▶ _Task directions_: Please convert the lines below into a numbered list, leaving out blank lines and any pictures.

■ ■ ■ ■ ■

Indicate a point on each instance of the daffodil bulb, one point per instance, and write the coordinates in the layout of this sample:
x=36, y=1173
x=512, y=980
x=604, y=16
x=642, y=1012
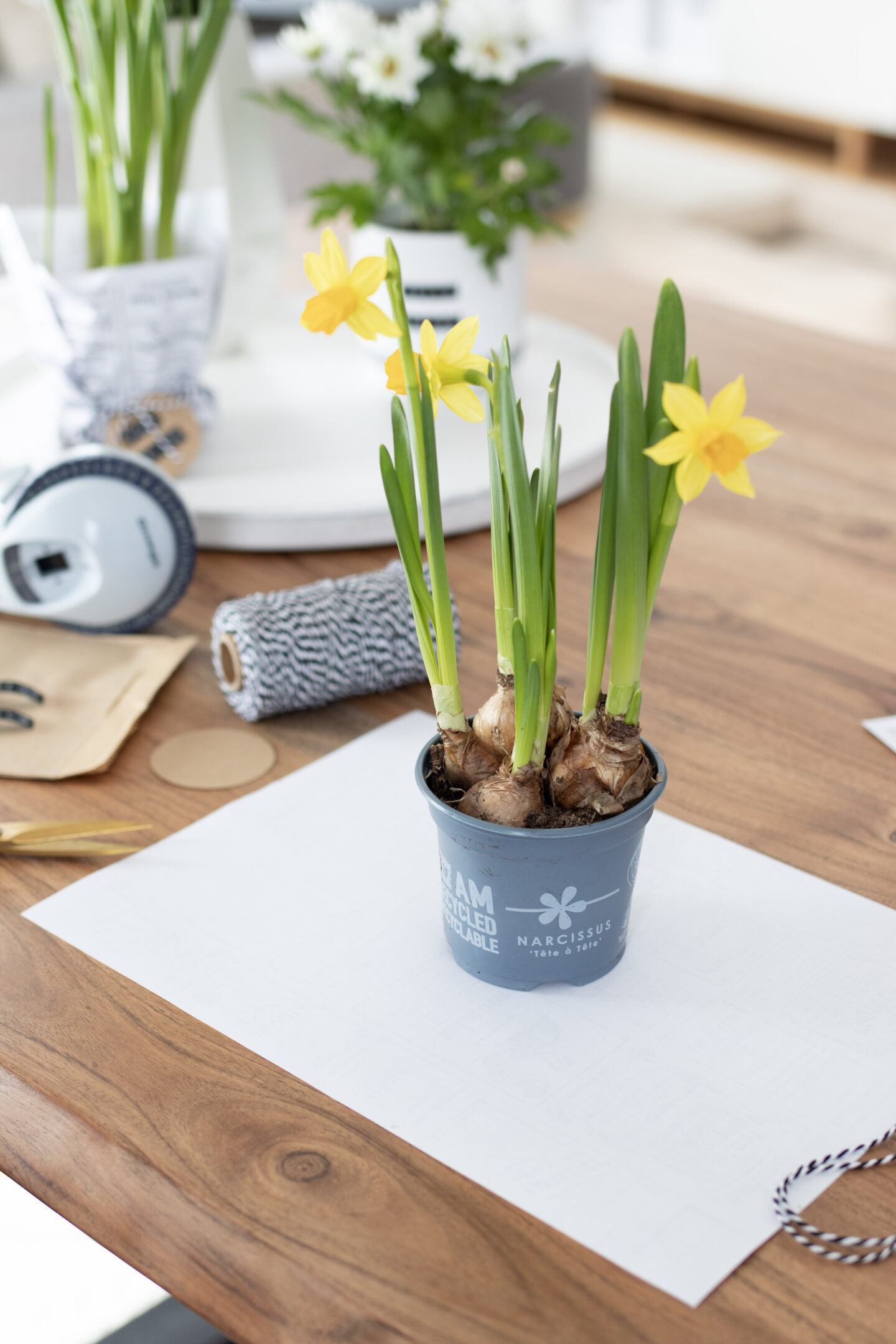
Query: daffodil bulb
x=599, y=765
x=332, y=32
x=391, y=68
x=506, y=799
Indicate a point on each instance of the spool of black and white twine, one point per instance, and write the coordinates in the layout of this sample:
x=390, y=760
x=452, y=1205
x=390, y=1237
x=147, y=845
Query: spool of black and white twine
x=301, y=648
x=855, y=1250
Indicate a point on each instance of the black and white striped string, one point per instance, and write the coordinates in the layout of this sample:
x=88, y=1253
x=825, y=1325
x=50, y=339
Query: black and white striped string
x=855, y=1250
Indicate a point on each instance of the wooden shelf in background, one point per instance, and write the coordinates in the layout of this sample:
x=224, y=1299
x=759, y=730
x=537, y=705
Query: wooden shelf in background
x=852, y=149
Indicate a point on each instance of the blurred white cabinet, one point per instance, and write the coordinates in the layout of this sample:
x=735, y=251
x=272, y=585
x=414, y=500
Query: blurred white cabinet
x=823, y=60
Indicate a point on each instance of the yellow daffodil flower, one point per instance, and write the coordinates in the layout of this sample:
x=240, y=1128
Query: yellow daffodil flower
x=344, y=297
x=446, y=368
x=711, y=440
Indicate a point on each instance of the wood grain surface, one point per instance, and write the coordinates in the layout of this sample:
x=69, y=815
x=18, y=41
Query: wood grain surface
x=288, y=1220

■ ■ ■ ■ ■

▶ _Response to this exercise_:
1. Indicate a point on each instance of the daffodil bulb, one point per instance, and write the coordinates in the layout of this sample:
2. x=36, y=1173
3. x=512, y=980
4. x=604, y=16
5. x=642, y=1012
6. Query: daffodil bulb
7. x=599, y=765
8. x=332, y=32
9. x=391, y=68
10. x=506, y=799
11. Indicate a point on each instance of the spool of black and white twine, one point per instance, and write the coordinates in the layout of this sample:
12. x=390, y=760
13. x=452, y=1205
14. x=390, y=1237
15. x=147, y=845
16. Query: spool of black and white twine
17. x=301, y=648
18. x=855, y=1250
19. Indicate a point on each instance of the black and white striped string, one point per instance, and write the coordinates in the layout of this sample:
20. x=88, y=1253
21. x=825, y=1325
22. x=50, y=339
23. Query: black and white striped string
24. x=855, y=1250
25. Indicate a point on each instance of the wooden shelf in background, one point per instance, and write the coordinates in the layout of this sample:
26. x=224, y=1299
27. x=759, y=730
28. x=537, y=705
29. Query: wooden shelf in background
30. x=852, y=149
31. Indicate a point on each instance of the blurred white cabinet, one point per instance, and write the coordinates in the layout of this sample:
32. x=735, y=251
33. x=272, y=585
34. x=414, y=500
35. Query: blurred white cabinet
36. x=823, y=60
37. Indicate a point on each instance of the yellow daffodil flower, one point per instance, and write the coordinates in the layout of this sample:
38. x=240, y=1128
39. Query: yellow daffodil flower
40. x=344, y=297
41. x=446, y=368
42. x=711, y=440
43. Indicate a point on each instance of the wood grain surface, one point per instance, and write the coordinates in the layout of this sample:
44. x=69, y=815
45. x=18, y=41
46. Query: wood grain surface
47. x=288, y=1220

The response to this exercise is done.